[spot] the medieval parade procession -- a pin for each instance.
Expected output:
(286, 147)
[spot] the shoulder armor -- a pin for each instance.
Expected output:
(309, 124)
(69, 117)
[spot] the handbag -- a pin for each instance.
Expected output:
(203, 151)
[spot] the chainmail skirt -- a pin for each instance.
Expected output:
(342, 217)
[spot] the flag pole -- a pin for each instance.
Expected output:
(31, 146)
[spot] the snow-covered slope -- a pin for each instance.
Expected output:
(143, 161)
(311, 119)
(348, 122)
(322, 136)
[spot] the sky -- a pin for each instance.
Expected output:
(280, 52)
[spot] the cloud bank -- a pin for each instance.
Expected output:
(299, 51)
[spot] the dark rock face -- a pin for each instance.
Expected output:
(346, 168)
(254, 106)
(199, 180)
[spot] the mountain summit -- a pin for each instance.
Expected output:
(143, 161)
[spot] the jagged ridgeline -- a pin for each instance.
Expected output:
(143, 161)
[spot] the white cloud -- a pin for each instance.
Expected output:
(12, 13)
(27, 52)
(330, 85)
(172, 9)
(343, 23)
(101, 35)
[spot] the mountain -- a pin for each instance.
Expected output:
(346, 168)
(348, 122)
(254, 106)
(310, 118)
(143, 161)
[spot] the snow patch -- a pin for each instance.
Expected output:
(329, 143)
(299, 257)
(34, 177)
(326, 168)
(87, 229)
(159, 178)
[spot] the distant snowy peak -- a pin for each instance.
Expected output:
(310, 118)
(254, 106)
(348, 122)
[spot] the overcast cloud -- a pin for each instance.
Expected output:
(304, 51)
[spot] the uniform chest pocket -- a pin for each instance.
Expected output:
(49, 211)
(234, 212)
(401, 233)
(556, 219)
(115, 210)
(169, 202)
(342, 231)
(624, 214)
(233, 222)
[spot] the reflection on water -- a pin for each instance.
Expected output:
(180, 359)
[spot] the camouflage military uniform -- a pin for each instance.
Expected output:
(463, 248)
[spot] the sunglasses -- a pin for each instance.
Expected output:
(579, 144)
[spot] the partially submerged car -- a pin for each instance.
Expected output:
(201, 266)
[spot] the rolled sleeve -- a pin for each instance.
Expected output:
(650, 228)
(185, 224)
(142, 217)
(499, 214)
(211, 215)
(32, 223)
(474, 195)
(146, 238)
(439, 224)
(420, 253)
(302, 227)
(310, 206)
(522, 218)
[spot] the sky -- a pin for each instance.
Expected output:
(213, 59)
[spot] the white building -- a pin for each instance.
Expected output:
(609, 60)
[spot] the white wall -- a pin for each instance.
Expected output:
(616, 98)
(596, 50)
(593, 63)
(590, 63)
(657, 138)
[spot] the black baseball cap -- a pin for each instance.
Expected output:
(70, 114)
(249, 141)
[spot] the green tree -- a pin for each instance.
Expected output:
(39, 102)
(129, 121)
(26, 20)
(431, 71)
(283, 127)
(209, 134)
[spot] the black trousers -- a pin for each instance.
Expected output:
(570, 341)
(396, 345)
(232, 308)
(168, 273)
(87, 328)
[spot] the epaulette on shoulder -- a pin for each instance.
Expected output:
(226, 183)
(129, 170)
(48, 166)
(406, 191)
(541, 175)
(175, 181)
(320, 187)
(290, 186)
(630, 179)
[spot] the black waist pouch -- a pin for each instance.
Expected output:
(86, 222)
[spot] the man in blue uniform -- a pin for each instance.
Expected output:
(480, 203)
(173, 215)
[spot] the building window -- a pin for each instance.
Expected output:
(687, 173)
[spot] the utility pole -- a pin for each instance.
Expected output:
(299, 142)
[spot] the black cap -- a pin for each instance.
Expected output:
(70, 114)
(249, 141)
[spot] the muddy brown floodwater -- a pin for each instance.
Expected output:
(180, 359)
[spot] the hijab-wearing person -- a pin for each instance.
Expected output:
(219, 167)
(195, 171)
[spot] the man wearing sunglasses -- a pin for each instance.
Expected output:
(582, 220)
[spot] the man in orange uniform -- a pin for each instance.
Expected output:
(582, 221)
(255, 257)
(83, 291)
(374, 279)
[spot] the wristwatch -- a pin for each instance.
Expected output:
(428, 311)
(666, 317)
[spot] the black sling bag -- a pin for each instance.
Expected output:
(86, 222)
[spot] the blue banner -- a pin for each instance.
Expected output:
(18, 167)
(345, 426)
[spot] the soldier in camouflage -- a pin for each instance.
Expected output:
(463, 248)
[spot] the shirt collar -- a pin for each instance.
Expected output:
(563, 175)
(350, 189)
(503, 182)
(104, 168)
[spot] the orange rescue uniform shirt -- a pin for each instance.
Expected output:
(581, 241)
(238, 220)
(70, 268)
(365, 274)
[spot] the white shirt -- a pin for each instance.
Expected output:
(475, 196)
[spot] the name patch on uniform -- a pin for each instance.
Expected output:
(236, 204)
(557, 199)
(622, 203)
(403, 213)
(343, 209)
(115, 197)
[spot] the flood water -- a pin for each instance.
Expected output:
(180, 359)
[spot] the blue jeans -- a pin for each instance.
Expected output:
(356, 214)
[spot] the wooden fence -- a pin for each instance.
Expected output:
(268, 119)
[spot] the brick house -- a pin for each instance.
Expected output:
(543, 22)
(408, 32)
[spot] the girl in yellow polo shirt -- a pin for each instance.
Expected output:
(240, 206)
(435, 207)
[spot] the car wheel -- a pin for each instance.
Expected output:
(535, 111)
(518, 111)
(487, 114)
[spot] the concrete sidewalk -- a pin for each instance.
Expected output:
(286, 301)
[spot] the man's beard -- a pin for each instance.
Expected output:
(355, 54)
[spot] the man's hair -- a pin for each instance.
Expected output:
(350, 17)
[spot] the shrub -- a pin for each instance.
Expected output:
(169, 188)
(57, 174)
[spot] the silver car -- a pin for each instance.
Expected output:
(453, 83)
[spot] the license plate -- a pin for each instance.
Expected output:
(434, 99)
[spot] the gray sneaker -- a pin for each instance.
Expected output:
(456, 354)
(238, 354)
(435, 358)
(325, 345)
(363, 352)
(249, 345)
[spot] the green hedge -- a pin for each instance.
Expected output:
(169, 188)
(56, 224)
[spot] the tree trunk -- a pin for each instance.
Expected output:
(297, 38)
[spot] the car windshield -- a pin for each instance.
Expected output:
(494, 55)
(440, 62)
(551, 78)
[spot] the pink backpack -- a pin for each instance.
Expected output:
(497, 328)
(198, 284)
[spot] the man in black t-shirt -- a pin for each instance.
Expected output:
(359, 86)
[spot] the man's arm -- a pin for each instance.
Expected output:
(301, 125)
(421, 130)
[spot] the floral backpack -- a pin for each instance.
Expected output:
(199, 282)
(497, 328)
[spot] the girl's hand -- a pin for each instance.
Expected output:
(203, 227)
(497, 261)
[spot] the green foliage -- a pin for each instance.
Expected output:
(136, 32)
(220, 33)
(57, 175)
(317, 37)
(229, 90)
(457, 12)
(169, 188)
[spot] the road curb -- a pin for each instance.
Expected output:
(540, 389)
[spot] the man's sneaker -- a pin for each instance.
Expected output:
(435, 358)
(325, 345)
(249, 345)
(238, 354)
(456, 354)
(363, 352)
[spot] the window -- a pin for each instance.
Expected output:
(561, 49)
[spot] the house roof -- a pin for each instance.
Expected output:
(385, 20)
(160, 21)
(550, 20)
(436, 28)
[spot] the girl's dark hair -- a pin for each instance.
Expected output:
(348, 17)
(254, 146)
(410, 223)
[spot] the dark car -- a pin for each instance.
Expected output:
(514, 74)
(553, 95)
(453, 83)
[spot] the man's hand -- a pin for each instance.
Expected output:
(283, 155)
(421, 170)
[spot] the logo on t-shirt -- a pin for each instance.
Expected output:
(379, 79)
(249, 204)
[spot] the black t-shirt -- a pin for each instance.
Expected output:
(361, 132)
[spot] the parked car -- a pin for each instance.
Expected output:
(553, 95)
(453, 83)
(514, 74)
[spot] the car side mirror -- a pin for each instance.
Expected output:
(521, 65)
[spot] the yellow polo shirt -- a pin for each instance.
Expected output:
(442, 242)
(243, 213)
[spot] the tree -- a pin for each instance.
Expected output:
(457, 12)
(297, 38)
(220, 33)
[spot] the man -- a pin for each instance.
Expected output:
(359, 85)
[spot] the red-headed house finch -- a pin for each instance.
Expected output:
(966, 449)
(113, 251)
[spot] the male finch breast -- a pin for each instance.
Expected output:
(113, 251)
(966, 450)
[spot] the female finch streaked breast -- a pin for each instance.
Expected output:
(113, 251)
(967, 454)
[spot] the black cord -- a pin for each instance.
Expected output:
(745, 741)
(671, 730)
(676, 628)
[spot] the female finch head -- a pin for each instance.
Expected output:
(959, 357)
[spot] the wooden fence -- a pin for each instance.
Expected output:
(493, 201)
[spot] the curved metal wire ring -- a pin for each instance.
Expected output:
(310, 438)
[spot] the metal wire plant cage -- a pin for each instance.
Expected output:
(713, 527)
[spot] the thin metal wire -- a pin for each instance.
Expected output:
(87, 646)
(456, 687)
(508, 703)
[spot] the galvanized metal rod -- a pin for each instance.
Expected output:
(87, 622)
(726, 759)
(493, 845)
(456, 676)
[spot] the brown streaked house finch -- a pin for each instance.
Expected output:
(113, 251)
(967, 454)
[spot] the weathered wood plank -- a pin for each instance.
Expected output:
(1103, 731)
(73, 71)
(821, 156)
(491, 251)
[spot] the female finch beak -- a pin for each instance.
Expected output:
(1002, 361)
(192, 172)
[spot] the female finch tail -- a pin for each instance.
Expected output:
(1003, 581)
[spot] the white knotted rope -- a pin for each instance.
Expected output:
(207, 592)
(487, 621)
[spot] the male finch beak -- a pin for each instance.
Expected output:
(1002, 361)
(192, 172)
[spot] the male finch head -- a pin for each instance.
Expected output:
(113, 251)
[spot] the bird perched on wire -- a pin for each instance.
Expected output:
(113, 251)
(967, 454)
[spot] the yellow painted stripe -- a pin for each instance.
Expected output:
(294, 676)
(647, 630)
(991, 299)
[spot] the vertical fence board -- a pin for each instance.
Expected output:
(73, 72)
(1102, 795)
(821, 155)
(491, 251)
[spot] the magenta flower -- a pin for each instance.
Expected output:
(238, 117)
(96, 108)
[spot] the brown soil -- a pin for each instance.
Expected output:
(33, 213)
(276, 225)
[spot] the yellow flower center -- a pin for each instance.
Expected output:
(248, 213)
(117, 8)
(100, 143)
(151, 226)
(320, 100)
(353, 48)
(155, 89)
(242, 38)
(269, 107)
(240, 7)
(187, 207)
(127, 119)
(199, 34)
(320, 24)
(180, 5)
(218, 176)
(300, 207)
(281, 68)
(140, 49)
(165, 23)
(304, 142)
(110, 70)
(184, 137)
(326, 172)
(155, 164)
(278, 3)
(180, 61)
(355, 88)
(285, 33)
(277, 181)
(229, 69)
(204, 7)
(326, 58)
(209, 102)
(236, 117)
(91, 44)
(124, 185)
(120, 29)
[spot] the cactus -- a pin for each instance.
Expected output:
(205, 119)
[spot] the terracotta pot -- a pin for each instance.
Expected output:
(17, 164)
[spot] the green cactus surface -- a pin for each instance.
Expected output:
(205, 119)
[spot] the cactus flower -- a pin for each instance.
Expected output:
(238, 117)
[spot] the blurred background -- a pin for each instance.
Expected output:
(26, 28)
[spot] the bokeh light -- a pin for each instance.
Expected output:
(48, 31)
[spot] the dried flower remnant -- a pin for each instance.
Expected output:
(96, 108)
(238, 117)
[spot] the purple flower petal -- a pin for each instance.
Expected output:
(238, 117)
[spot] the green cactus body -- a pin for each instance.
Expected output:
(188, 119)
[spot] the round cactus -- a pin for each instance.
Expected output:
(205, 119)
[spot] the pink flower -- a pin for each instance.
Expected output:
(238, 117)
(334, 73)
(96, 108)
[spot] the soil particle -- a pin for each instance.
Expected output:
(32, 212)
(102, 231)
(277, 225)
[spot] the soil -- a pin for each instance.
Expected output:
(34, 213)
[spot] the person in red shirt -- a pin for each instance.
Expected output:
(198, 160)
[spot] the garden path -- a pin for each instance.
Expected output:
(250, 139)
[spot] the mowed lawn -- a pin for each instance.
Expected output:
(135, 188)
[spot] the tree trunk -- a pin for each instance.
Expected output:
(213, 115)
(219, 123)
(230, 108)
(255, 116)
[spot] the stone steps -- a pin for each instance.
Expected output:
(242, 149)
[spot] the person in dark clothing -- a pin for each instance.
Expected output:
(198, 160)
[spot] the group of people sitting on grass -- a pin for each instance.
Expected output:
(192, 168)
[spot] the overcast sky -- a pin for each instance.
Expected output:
--- --- ---
● **EXERCISE DIRECTIONS**: Print only the lines from the one with "[spot] the blurred" to the end of the records, both included.

● **TASK OUTPUT**:
[spot] the blurred background -- a pin for each instance.
Expected output:
(26, 28)
[spot] the bokeh light -- a pin for each instance.
Expected output:
(48, 31)
[spot] the dried flower remnant -- a pin for each instance.
Expected output:
(96, 108)
(238, 117)
[spot] the purple flower petal -- a pin for each instance.
Expected output:
(238, 117)
[spot] the green cactus body -- a pin for each instance.
Expected output:
(188, 119)
[spot] the round cactus -- a pin for each instance.
Expected output:
(205, 119)
[spot] the pink flower -- a pin for each instance.
Expected output:
(238, 117)
(334, 73)
(96, 108)
[spot] the soil particle -- a pin for each instance.
Expected output:
(32, 212)
(102, 231)
(277, 225)
[spot] the soil -- a pin for each instance.
Expected output:
(34, 213)
[spot] the person in red shirt -- a pin for each instance.
Expected output:
(198, 160)
[spot] the garden path -- a pin for each instance.
Expected output:
(250, 139)
[spot] the mowed lawn -- a pin for each instance.
Expected output:
(135, 188)
[spot] the tree trunk -- a pin for each instance.
Expected output:
(213, 115)
(219, 123)
(230, 108)
(255, 116)
[spot] the stone steps -- a pin for each instance.
Expected output:
(242, 149)
[spot] the person in dark clothing -- a pin for each instance.
Expected output:
(198, 160)
[spot] the group of people sitting on grass -- a pin for each instance.
Expected output:
(192, 168)
[spot] the overcast sky -- a pin for each instance.
Expected output:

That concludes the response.